Task description — Please pick out every line in the records below that contains the string "boulder" and copy each of those lines in full. Case counts.

## BEGIN Data in this exercise

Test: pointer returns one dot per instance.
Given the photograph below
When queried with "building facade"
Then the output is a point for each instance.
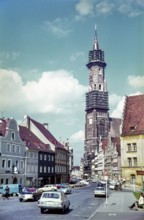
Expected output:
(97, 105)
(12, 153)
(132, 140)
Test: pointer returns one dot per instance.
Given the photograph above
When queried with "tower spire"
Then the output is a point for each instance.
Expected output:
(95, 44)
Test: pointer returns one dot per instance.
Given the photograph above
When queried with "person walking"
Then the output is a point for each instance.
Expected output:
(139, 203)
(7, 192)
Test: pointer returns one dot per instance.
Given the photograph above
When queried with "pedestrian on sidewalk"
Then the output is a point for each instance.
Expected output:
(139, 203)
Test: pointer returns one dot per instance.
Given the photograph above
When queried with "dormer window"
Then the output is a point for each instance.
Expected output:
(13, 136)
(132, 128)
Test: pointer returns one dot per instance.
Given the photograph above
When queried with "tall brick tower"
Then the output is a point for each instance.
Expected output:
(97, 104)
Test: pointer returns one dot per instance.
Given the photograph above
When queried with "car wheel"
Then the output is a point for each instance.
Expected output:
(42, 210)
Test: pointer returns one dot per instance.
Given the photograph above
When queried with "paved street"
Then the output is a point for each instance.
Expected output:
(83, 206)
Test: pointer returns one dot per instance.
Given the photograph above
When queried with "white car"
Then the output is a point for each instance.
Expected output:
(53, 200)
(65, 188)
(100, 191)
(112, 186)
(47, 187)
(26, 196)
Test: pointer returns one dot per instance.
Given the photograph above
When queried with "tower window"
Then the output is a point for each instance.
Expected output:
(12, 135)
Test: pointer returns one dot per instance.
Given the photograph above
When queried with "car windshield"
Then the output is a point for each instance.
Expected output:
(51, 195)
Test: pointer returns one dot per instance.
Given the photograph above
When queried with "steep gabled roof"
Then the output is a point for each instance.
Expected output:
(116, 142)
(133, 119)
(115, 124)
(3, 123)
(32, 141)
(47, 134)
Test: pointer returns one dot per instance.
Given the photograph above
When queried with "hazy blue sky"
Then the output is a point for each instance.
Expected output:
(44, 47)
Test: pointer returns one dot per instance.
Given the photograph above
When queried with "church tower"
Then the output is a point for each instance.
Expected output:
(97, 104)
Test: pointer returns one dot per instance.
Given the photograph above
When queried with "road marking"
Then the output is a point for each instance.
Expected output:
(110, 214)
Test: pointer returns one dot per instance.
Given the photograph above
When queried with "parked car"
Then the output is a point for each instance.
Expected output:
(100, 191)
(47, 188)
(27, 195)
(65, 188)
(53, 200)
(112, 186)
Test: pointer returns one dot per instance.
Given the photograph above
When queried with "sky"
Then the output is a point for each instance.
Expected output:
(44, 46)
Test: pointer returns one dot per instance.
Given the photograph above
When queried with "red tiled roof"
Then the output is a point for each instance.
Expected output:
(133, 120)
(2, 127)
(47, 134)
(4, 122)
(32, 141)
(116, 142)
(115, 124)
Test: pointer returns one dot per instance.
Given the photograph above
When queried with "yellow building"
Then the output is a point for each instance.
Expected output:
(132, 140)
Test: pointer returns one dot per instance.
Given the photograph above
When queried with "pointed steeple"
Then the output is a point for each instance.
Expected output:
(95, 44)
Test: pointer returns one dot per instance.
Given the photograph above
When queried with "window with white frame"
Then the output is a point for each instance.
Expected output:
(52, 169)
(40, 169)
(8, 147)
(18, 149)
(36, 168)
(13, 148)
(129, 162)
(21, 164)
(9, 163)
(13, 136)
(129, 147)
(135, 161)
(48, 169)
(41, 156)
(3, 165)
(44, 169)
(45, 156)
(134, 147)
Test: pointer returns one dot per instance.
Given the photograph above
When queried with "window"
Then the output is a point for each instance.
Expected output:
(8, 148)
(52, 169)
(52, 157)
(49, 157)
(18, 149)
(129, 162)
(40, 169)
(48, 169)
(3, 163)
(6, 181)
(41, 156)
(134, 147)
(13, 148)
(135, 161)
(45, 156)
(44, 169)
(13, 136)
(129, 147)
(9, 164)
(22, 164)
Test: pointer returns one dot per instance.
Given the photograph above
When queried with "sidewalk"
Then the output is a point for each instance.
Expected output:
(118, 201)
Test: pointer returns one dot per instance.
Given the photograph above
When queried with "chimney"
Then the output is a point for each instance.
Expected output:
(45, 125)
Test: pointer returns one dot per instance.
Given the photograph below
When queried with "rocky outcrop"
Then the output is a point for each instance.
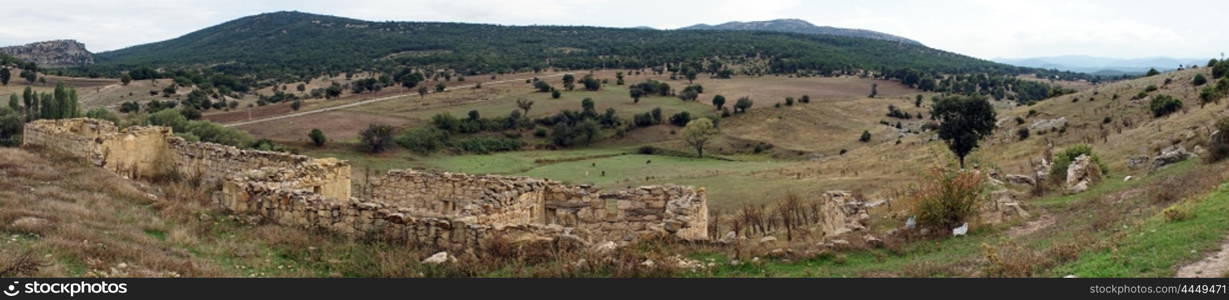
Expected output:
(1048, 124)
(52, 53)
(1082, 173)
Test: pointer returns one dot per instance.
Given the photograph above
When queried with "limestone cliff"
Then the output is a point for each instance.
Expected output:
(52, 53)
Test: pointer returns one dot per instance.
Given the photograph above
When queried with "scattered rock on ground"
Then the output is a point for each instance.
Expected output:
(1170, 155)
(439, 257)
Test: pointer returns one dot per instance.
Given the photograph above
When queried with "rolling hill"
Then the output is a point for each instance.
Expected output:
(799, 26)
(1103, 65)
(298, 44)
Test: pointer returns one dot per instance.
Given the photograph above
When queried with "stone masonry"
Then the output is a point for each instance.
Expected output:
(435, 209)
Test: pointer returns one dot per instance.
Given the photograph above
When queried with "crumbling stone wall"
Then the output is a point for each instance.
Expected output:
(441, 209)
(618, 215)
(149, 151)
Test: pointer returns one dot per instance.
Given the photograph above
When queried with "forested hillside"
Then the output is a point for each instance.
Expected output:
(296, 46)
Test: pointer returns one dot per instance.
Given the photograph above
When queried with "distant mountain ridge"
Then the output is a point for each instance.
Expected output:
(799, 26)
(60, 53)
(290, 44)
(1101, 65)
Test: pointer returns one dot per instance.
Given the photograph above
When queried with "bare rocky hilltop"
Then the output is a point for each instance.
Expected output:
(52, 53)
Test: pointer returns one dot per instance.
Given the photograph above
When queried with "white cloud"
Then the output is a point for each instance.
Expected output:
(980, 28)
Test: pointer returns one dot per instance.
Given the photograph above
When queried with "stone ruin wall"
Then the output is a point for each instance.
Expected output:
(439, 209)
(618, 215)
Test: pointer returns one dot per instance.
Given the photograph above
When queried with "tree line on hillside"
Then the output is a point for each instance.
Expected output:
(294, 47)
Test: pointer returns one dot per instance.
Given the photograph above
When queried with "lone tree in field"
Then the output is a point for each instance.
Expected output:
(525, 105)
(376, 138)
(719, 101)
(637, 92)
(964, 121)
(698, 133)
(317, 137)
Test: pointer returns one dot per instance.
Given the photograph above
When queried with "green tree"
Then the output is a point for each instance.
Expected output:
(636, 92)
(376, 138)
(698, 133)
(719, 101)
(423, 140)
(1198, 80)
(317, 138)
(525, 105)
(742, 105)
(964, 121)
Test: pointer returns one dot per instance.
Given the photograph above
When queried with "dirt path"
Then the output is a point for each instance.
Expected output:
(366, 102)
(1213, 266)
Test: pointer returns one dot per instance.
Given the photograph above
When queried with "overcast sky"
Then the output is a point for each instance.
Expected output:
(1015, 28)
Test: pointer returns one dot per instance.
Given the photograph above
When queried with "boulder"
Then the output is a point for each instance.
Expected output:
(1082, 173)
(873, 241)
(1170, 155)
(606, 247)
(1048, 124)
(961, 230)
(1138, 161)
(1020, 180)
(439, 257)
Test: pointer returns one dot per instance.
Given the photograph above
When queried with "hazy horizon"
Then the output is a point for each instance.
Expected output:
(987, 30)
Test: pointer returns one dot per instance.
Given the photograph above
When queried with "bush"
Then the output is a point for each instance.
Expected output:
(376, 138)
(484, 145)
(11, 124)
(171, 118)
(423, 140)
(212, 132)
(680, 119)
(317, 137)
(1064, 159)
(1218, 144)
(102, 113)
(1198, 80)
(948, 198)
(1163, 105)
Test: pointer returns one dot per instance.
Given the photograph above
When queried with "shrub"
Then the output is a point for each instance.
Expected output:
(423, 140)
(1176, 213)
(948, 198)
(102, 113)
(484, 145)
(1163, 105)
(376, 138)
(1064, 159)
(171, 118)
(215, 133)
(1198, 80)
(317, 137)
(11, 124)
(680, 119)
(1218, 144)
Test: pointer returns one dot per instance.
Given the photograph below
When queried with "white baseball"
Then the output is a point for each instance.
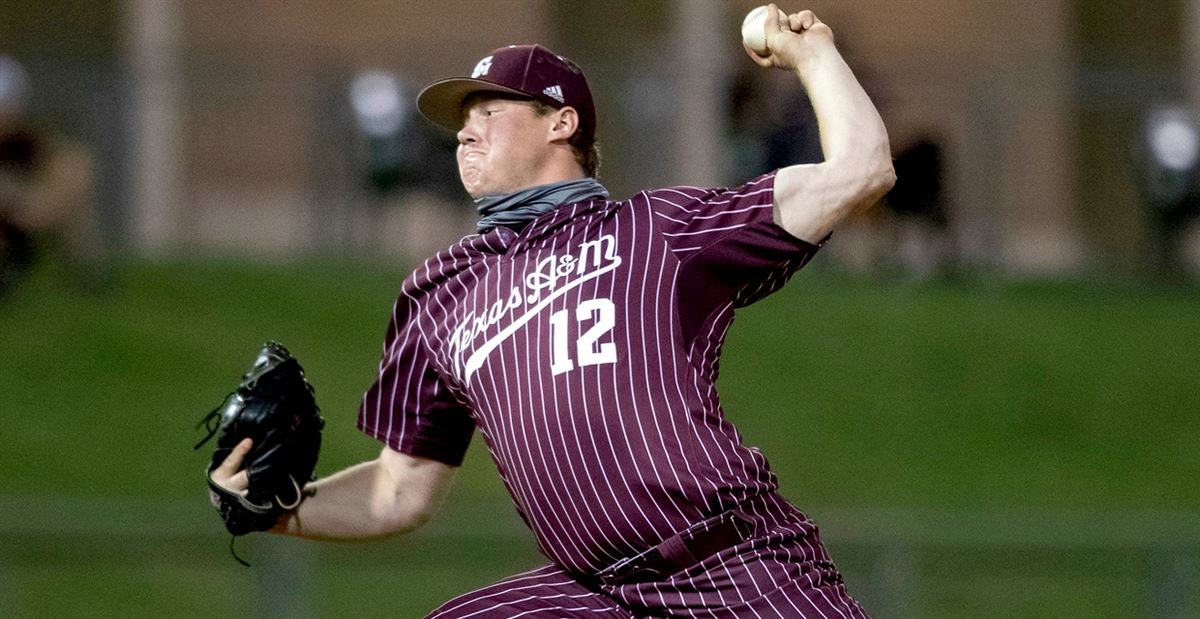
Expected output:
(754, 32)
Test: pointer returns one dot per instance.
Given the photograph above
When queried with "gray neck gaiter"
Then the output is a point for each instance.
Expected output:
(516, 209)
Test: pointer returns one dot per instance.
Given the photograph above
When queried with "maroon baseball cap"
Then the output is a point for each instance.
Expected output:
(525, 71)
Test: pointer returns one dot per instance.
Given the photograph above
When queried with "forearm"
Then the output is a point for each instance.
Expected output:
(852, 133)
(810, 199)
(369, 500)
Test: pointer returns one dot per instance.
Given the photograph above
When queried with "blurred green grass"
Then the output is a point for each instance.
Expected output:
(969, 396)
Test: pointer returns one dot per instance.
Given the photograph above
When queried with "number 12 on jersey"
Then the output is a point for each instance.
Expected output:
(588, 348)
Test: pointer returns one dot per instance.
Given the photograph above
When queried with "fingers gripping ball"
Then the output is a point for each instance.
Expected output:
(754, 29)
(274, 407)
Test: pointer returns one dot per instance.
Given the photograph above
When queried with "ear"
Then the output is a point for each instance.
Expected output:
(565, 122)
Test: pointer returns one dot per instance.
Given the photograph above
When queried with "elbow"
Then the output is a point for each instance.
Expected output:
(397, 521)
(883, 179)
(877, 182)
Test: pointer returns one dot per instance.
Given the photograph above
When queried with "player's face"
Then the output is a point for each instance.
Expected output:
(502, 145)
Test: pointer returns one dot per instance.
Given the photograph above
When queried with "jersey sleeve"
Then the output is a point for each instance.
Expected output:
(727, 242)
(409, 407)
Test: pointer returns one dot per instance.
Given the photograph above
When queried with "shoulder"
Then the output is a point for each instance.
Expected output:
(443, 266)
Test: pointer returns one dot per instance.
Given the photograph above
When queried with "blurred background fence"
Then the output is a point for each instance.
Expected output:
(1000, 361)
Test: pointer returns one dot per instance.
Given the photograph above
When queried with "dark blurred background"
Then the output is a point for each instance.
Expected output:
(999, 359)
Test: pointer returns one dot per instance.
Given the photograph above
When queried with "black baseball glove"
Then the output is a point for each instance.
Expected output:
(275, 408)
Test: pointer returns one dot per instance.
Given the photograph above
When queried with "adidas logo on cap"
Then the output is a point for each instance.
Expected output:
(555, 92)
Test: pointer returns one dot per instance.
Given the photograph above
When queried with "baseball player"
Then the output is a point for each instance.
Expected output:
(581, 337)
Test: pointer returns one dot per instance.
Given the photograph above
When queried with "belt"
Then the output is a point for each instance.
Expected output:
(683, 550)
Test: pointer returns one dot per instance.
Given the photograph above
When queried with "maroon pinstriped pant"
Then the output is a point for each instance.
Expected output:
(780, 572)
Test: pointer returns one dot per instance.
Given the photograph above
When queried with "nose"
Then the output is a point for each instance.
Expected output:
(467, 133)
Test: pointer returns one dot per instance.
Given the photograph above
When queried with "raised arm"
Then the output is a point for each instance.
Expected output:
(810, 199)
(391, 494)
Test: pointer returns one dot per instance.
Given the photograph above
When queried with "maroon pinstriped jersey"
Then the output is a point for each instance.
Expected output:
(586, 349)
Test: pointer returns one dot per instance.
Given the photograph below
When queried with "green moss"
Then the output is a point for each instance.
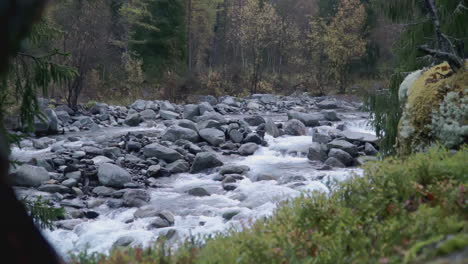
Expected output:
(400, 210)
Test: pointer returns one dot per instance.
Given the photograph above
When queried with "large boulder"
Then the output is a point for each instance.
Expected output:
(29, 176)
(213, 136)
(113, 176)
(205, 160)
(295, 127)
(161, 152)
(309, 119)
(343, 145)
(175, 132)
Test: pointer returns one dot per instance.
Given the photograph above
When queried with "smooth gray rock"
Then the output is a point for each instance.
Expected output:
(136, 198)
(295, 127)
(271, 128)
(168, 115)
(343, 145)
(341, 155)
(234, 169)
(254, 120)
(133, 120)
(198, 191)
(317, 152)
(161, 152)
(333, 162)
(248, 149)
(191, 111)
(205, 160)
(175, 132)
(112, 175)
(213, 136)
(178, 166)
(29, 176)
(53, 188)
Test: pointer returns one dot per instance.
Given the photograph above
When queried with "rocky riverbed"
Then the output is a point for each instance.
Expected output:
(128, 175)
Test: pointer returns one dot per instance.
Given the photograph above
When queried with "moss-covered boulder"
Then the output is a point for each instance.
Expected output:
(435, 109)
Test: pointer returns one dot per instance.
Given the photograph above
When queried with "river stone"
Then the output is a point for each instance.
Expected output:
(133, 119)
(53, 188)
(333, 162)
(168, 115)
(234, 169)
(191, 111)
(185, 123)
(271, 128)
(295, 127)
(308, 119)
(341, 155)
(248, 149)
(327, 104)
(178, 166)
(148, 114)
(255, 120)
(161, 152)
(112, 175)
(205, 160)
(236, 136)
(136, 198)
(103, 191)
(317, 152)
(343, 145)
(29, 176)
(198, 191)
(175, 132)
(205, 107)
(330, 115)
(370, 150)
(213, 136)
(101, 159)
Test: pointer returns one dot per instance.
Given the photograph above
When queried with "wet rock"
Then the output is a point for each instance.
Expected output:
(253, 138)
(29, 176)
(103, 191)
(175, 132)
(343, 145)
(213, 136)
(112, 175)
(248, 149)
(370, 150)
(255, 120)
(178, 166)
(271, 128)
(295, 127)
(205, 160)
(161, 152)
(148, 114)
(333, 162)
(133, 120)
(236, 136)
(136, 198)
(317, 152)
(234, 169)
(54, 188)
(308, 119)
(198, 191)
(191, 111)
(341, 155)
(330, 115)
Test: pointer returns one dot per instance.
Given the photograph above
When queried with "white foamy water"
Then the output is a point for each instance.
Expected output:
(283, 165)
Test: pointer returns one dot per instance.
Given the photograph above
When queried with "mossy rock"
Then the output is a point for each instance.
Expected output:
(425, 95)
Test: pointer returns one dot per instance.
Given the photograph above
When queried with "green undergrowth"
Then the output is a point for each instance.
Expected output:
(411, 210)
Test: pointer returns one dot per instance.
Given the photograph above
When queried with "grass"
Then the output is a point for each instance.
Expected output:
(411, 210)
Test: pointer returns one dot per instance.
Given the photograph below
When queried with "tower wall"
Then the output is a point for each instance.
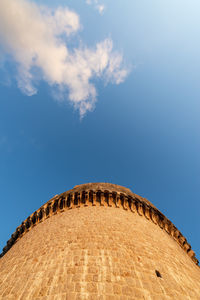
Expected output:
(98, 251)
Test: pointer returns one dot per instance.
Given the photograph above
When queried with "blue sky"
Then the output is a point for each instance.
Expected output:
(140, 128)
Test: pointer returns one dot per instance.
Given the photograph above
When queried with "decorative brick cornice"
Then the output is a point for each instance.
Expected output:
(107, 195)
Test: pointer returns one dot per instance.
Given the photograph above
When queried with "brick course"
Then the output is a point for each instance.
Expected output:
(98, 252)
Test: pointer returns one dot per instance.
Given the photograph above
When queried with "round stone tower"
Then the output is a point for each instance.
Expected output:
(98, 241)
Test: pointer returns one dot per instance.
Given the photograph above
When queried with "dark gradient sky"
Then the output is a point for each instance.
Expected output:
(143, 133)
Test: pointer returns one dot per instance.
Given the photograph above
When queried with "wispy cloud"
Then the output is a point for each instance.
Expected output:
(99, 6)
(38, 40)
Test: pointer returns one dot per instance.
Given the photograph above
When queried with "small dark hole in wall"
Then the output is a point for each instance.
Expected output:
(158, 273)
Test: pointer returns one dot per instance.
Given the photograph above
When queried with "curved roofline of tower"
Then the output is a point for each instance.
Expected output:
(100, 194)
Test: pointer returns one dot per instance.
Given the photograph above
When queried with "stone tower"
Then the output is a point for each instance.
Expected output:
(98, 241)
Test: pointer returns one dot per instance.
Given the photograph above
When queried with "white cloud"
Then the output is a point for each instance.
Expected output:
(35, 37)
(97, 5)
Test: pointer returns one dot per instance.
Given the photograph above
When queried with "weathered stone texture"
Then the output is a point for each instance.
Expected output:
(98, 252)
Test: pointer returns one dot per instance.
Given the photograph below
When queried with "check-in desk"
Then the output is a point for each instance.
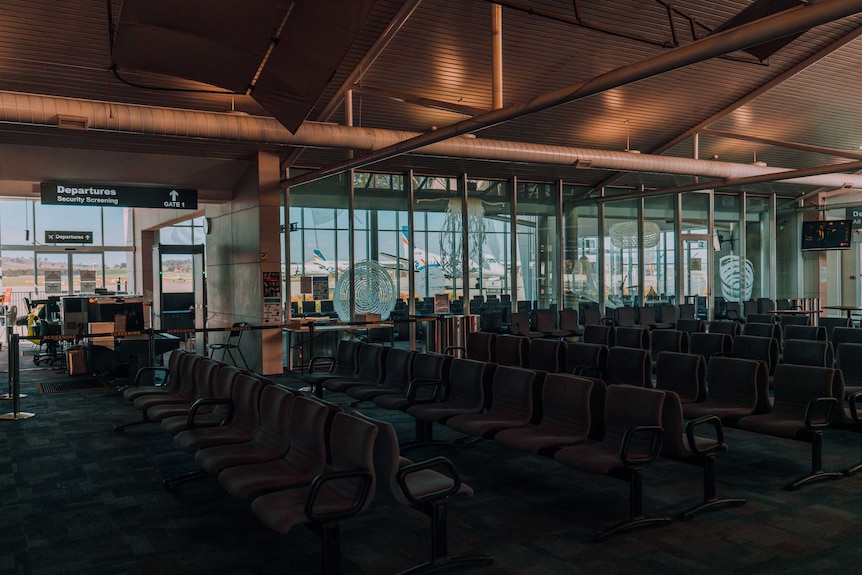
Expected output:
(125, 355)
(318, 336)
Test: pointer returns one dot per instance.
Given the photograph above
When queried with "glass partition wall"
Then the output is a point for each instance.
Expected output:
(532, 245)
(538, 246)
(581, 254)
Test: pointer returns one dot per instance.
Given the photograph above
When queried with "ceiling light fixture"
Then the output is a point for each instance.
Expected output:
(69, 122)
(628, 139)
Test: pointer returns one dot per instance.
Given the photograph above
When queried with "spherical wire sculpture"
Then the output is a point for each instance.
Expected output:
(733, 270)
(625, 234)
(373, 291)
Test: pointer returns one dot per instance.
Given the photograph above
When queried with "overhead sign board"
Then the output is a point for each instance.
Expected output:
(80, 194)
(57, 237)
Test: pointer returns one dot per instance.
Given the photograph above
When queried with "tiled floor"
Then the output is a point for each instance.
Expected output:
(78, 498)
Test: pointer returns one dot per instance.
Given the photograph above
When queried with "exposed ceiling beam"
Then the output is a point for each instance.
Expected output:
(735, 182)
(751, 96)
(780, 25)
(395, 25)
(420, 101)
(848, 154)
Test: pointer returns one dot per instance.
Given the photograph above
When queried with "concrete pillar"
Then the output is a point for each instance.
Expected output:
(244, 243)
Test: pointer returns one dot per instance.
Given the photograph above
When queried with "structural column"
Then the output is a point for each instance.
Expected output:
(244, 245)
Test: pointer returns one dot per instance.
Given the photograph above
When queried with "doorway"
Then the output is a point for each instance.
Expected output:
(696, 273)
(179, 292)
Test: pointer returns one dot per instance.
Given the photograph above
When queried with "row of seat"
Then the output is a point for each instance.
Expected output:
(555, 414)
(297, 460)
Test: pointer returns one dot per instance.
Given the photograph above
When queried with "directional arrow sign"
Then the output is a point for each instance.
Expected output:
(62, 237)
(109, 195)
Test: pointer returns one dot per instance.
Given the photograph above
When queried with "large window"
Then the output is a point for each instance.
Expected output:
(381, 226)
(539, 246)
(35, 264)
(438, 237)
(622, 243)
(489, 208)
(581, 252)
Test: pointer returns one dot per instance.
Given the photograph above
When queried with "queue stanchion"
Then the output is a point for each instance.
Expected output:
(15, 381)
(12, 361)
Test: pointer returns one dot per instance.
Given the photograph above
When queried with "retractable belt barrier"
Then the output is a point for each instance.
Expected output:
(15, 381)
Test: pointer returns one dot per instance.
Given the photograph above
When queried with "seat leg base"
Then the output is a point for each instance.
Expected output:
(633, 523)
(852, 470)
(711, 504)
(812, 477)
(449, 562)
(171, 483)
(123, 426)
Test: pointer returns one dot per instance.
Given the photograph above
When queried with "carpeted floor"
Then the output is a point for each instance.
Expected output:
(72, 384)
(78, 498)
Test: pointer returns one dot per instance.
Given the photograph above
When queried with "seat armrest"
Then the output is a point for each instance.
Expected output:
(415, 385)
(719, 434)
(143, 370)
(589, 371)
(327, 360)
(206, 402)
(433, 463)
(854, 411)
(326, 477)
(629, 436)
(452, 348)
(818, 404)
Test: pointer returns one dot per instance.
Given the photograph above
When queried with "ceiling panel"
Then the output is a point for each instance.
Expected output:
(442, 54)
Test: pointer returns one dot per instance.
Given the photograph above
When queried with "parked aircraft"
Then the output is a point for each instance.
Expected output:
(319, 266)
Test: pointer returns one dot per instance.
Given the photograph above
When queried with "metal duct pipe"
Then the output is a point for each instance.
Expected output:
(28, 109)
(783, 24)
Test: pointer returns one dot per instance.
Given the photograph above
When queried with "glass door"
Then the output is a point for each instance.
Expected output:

## END Data in this exercise

Written response —
When queried with "boulder"
When queried with "large boulder"
When queried with "moss-covered boulder"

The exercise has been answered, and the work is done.